Can you reproduce all of the records below line for line, without changing a single word?

## Data entries
Start

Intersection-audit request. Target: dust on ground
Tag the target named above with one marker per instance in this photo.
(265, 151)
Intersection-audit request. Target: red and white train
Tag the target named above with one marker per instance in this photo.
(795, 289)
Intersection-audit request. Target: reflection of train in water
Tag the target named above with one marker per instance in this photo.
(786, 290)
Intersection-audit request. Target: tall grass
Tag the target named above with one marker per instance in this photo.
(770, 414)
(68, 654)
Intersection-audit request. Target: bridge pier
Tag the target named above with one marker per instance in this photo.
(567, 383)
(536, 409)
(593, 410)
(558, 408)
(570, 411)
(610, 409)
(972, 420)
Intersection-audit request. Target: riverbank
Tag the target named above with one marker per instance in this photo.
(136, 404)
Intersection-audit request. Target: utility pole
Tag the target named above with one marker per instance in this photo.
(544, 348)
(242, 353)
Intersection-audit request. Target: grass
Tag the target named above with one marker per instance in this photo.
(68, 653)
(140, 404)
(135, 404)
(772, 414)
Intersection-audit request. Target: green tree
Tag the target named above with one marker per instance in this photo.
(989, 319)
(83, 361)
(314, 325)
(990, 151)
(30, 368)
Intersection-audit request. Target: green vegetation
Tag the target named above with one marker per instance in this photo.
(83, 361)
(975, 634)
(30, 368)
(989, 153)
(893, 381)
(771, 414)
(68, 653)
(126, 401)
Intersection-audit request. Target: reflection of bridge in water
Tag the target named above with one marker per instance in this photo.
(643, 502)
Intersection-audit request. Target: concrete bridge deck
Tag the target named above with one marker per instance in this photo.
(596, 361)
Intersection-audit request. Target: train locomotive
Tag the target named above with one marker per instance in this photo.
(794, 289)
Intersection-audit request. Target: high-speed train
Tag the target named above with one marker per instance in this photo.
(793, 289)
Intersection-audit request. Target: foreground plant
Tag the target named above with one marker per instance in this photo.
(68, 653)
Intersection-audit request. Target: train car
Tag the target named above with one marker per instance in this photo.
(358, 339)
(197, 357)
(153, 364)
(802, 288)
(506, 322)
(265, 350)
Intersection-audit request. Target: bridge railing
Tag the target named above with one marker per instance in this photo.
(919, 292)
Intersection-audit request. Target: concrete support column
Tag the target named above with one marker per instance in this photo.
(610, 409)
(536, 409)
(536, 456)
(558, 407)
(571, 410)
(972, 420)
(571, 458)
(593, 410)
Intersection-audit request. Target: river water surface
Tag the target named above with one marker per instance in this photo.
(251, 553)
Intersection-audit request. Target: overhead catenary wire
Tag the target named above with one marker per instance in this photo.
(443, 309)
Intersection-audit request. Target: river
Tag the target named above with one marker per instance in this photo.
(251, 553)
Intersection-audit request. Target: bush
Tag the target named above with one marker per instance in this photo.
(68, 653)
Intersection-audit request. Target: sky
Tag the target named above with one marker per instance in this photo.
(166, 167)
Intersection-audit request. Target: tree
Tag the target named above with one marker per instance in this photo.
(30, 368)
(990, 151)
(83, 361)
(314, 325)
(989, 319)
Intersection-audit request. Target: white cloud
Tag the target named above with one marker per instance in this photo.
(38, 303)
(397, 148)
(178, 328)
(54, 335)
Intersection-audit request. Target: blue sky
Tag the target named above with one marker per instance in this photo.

End

## Response to the exercise
Intersection-audit request. Target: dust on ground
Tag the target named above with one marker per instance in this photo.
(265, 151)
Intersection-audit request. Target: red and white train
Tag the target named above with one marker per instance in this photo.
(795, 289)
Intersection-audit request. Target: reflection of train in water
Tag the target named above with one marker per instance in this photo.
(786, 290)
Intersection-audit request. Target: tall grass
Tag the target named above with one marker per instance in this photo.
(770, 414)
(68, 654)
Intersection-audit request. Target: bridge pier
Tag the target named above with one marker per instance in this photo.
(567, 383)
(536, 409)
(593, 410)
(558, 408)
(570, 411)
(610, 409)
(972, 420)
Intersection-audit request. Target: riverbank
Tag the target named above with one marker per instance in this photo.
(136, 404)
Intersection-audit request. Target: utility pole
Tag the target named above with one marker per instance in this photo.
(544, 348)
(242, 353)
Intersection-audit request. Target: grass
Tag the target named above with one marker per instance in this photo.
(68, 653)
(140, 404)
(135, 404)
(772, 414)
Intersection-audit request. Target: green tree
Tag the target named above with one marker per instance in this photo.
(989, 319)
(83, 361)
(314, 325)
(990, 151)
(30, 368)
Intersection-audit request. Target: green vegetation
Tag the target named above with one marker per instance in this photo.
(83, 361)
(975, 634)
(30, 368)
(989, 153)
(893, 381)
(771, 414)
(68, 653)
(126, 401)
Intersection-audit request. Target: reflection of bridge in water
Tag the target named above with one marker per instance in this photo.
(643, 502)
Intersection-audit request. Target: concrete bridge deck
Tag the target named above with one marker per instance in this photo.
(596, 361)
Intersection-audit request. Target: train locomotive
Tag the target named above with one marker per instance in this photo.
(794, 289)
Intersection-audit request. Target: high-speed train
Tag the target named above with one marker per instance in this photo.
(793, 289)
Intersection-audit request. Target: foreground plant
Tag the target named above with one marker per instance in this photo.
(68, 653)
Intersection-audit request. Target: train car
Tag the target named above with one marker per instance in this photo.
(358, 339)
(197, 357)
(153, 364)
(802, 288)
(506, 322)
(265, 350)
Intersection-audit request. Target: bridge railing
Tag the target named above with one marker per instance in this photo.
(919, 292)
Intersection-audit request. Target: concrete support column
Tag the target named above with one marker per instance in this photo.
(610, 409)
(536, 409)
(536, 456)
(558, 407)
(571, 410)
(972, 420)
(571, 458)
(593, 410)
Intersection-audit request. Target: river water surface
Tag the target named above with one marker per instance in this photo.
(251, 553)
Intersection-audit request. Target: overhead catenary wire
Tag the target named above with one marker per instance in this photo.
(443, 309)
Intersection-audit request. Target: river
Tag the target named above with one marker per instance in this photo.
(251, 553)
Intersection-audit request. Target: bush
Tag the target named above with one marker per instance in this photo.
(68, 653)
Intersection-audit request. Target: sky
Tag the target named above with one marker per instance in this photo.
(166, 167)
Intersection-audit request. Target: tree
Tag the target named above with one marker per instance in this photo.
(30, 368)
(990, 151)
(83, 361)
(314, 325)
(989, 319)
Intersection-audit request. Target: white cloud
Tag the target named above with one marker per instance in this photo.
(38, 303)
(397, 148)
(178, 328)
(54, 335)
Intersection-audit request. Target: blue sky
Tag the target named above with one marker per instance in this photo.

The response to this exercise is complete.